Image object location entries:
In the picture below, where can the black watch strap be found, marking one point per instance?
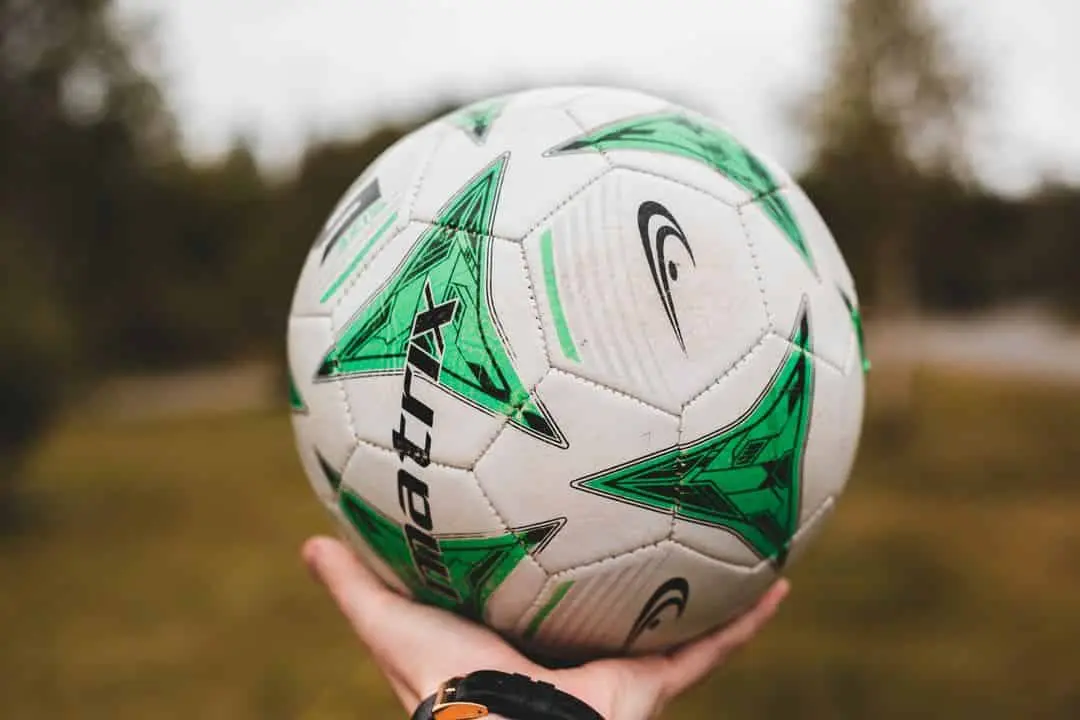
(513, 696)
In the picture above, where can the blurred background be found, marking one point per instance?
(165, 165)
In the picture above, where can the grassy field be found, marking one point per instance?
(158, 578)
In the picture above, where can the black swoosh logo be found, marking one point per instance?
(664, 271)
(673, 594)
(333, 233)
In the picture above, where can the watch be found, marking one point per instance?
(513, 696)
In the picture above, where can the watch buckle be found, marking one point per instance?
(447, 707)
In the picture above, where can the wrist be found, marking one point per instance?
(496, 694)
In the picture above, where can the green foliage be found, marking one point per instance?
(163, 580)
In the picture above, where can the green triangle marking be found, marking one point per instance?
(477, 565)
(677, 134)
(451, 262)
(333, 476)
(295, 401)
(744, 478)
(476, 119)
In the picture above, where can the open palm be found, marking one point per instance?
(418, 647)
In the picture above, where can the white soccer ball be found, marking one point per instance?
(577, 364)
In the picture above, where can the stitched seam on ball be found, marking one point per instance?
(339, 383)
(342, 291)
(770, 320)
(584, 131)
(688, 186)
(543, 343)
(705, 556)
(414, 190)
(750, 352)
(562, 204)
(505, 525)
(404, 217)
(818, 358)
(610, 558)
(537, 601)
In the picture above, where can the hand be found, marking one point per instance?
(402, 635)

--

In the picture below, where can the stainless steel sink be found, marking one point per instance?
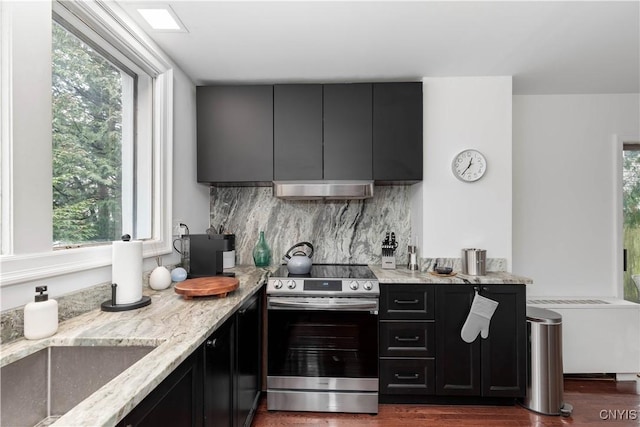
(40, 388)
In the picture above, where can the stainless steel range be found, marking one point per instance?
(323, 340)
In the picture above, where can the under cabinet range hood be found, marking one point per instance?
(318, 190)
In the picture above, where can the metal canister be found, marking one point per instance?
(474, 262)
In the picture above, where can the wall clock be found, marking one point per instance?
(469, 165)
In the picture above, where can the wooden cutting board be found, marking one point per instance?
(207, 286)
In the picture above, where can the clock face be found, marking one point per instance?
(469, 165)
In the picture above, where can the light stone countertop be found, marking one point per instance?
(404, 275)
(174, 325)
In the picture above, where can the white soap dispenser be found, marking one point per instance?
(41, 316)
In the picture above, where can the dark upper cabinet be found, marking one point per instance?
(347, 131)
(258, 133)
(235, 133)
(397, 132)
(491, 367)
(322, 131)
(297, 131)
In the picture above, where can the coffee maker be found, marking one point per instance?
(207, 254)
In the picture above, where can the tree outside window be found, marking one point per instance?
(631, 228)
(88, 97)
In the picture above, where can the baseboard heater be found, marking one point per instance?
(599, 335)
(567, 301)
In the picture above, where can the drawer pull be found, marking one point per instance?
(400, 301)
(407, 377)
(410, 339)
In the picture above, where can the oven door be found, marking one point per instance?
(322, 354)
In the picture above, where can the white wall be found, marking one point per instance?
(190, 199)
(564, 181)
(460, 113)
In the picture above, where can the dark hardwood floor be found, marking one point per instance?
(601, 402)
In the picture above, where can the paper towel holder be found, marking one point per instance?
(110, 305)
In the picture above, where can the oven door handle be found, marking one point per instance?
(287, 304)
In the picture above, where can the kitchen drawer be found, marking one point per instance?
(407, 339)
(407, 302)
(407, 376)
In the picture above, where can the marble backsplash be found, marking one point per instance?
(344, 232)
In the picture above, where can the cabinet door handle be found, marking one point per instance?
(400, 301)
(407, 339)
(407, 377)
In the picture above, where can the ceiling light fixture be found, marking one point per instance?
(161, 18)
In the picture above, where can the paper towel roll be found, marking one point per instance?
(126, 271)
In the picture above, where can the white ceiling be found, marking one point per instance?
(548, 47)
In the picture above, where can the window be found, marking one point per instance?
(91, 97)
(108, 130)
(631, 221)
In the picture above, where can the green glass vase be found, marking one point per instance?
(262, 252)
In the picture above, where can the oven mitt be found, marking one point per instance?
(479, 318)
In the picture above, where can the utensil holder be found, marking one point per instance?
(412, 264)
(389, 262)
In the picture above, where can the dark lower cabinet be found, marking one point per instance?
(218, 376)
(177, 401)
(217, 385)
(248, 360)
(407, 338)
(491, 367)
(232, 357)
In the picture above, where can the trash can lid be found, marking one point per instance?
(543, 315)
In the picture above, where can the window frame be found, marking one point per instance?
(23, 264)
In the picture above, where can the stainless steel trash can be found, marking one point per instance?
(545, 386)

==

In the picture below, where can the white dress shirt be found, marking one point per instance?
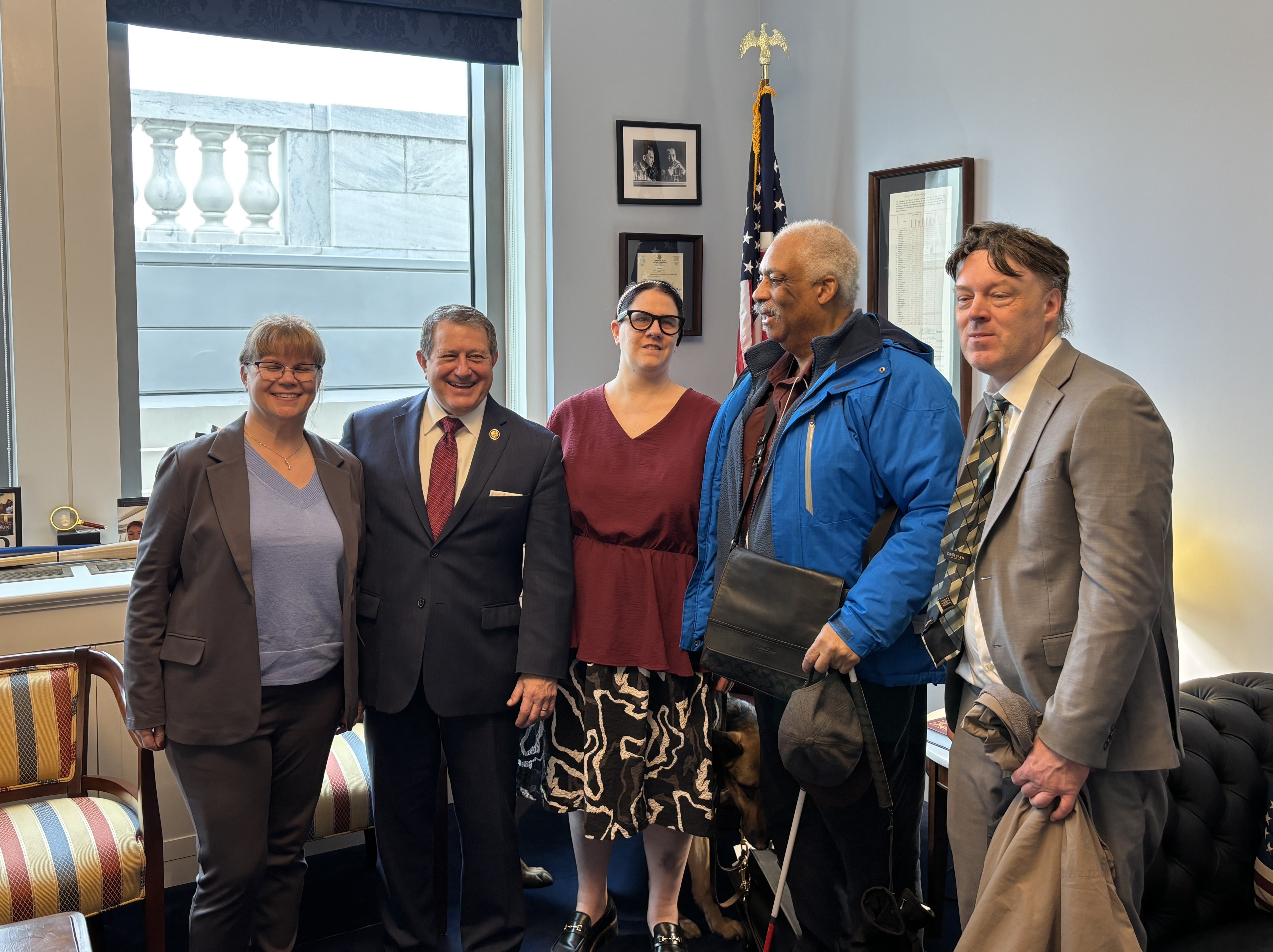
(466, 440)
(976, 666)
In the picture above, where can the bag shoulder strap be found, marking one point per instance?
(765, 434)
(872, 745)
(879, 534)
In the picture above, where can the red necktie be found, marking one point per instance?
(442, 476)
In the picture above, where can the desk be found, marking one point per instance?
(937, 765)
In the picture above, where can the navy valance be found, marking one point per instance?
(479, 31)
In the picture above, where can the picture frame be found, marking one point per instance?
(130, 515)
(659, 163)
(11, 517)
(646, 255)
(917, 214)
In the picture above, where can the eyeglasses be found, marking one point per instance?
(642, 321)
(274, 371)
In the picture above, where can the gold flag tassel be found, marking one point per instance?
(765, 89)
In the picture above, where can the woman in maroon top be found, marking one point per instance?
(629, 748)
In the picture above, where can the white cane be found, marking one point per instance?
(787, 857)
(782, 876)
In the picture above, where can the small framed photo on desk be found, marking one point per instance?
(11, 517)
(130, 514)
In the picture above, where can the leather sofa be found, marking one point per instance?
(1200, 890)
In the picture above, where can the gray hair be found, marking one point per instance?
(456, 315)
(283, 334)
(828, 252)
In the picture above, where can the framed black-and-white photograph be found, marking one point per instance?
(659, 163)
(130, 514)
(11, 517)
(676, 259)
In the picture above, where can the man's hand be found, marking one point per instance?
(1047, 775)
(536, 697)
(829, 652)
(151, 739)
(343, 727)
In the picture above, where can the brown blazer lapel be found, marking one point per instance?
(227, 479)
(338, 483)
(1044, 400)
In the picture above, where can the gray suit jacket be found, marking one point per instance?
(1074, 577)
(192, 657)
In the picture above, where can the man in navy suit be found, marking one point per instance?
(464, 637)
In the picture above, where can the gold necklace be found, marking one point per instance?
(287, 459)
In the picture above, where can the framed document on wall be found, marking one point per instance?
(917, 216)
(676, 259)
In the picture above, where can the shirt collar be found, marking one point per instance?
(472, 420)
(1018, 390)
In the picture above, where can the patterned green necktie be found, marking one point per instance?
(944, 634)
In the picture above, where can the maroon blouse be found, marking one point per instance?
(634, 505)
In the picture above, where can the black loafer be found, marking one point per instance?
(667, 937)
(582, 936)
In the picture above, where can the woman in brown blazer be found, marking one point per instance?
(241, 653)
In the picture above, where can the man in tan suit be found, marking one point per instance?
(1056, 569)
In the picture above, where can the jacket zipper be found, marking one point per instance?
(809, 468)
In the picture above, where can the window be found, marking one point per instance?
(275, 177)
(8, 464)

THE EXERCISE: Rewrite the lines from the one with "In the picture above, where can the gray hair" up to and including the one with "(1056, 569)", substituting "sport coat" for each "blazer" and keeping everything else the same.

RESULT:
In the picture above, where can the gray hair be found, marking one point per instance?
(456, 315)
(283, 334)
(828, 252)
In the picture above, where can the framed black-and-white photograph be found, marking one point per instance?
(659, 163)
(130, 514)
(11, 517)
(676, 259)
In the picture above, where can the man's hand be found, marking one point per instance?
(1047, 775)
(536, 697)
(829, 652)
(151, 739)
(343, 727)
In the picture above, where can the brown sport coat lapel be found, marking one point per instance?
(227, 479)
(338, 483)
(1044, 400)
In the picture above, where can the gray suit jacket be found, marking one point per instance?
(1074, 577)
(192, 657)
In the picture above, where can the man in navy suit be found, marking one point per instance?
(464, 637)
In the picture above, where can the gold necklace be found, marking one point per instance?
(287, 459)
In the picture above, where can the framed document on wall be found, marking one point per instance?
(917, 216)
(676, 259)
In the picture above, where can the shirt collar be found, marking one point per instance?
(472, 420)
(1018, 390)
In the picture above, where can the patterned green necktie be found, marking one point per instance?
(944, 634)
In the picture above, where can the maroon blouse be found, marking one point per instance?
(634, 505)
In the picture above, where can the black loafer be found, marking one point per instance?
(667, 937)
(582, 936)
In the picture above, where can the woman in brown sport coat be found, marking one point per instance?
(241, 653)
In the picture above, where can the man in tan suit be found, marking one point per instance?
(1056, 569)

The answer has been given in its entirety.